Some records
****************
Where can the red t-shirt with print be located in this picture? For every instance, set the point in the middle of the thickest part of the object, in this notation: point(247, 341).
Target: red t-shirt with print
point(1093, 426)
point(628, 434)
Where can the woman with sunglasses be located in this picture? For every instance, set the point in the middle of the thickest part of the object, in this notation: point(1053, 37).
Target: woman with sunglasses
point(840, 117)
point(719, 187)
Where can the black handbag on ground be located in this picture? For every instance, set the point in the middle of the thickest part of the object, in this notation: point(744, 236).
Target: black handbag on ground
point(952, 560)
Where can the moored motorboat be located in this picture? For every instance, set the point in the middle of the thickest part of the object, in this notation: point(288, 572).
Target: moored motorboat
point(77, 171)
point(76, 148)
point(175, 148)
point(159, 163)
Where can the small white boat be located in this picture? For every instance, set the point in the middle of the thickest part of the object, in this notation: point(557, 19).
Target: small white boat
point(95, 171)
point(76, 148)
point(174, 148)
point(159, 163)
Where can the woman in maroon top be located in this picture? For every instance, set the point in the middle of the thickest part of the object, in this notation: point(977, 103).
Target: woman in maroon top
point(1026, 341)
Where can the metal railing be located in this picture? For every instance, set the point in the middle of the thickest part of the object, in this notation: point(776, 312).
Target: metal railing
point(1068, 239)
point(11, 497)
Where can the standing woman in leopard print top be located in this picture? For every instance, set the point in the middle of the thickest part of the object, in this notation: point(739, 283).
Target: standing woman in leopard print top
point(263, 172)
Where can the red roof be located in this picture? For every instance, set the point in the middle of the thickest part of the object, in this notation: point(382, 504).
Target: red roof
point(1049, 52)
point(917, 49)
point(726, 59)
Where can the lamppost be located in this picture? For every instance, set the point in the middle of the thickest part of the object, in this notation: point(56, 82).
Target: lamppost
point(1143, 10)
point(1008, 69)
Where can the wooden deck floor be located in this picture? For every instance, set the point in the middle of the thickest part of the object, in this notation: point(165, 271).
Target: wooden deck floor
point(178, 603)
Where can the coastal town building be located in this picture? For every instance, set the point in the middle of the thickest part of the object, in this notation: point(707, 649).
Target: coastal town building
****************
Problem to work on
Arrange every line of the material above as a numbered list, omitting any blank lines.

Exercise output
1. Where can the red t-shirt with print be located in this picture? For every instance, set the point in the middle of the thickest part of the object, in this notation: point(247, 341).
2. Target: red t-shirt with print
3. point(1093, 426)
4. point(628, 434)
5. Where can the woman with sunglasses be located in this picture? For every instance, set the point in the middle of the thickest part of the object, in this notation: point(1053, 37).
6. Target: woman with sunglasses
7. point(840, 117)
8. point(719, 187)
9. Where can the black handbag on ground be located in this picture? For every instance, set the point in the middle of the thickest part of the object, in this notation: point(744, 236).
10. Target: black handbag on ground
11. point(952, 560)
12. Where can the moored motorboat be located in this picture? For every instance, set the point in the middle of the thickest part of the object, in this notation: point(288, 572).
13. Target: moored motorboat
14. point(77, 171)
15. point(76, 148)
16. point(175, 148)
17. point(159, 163)
18. Where can the small white boat be located in this picture? For every instance, set the point in the middle of the thickest part of the object, in this notation: point(557, 19).
19. Target: small white boat
20. point(95, 171)
21. point(76, 148)
22. point(174, 148)
23. point(159, 163)
24. Where can the woman in maroon top be located in this picture? For every instance, set the point in the middle of the thickest part of the object, in this notation: point(977, 103).
25. Target: woman in maroon top
26. point(1026, 341)
27. Where can the metal railing be located in this picture? For every instance, set the point in the middle of the thickest part of the object, in this notation: point(776, 312).
28. Target: metal railing
29. point(1068, 239)
30. point(11, 497)
31. Where can the standing woman in leopard print top be located in this picture? For every instance, set the point in the middle of the thickest part of the object, in this notation: point(739, 283).
32. Target: standing woman in leopard print top
33. point(263, 172)
34. Where can the red roof be located in this picture? For every instance, set the point in the middle of the thickest part of the object, in this notation: point(382, 504).
35. Target: red roof
36. point(1049, 52)
37. point(917, 49)
38. point(726, 59)
39. Where can the lamppost be located in this picture? For every instance, set the point in the middle of the thickest part of the object, in this notation: point(56, 82).
40. Target: lamppost
41. point(1143, 10)
42. point(1008, 69)
43. Where can the wooden deck floor be located in this picture? For every instance, set the point in the middle of the thickest part of the object, in this notation: point(165, 271).
44. Target: wooden deck floor
45. point(178, 603)
46. Where can the coastal town building be located in this picture? For every instance, set the point in the middle of the thickest part of the object, in this notation: point(707, 649).
47. Target: coastal town building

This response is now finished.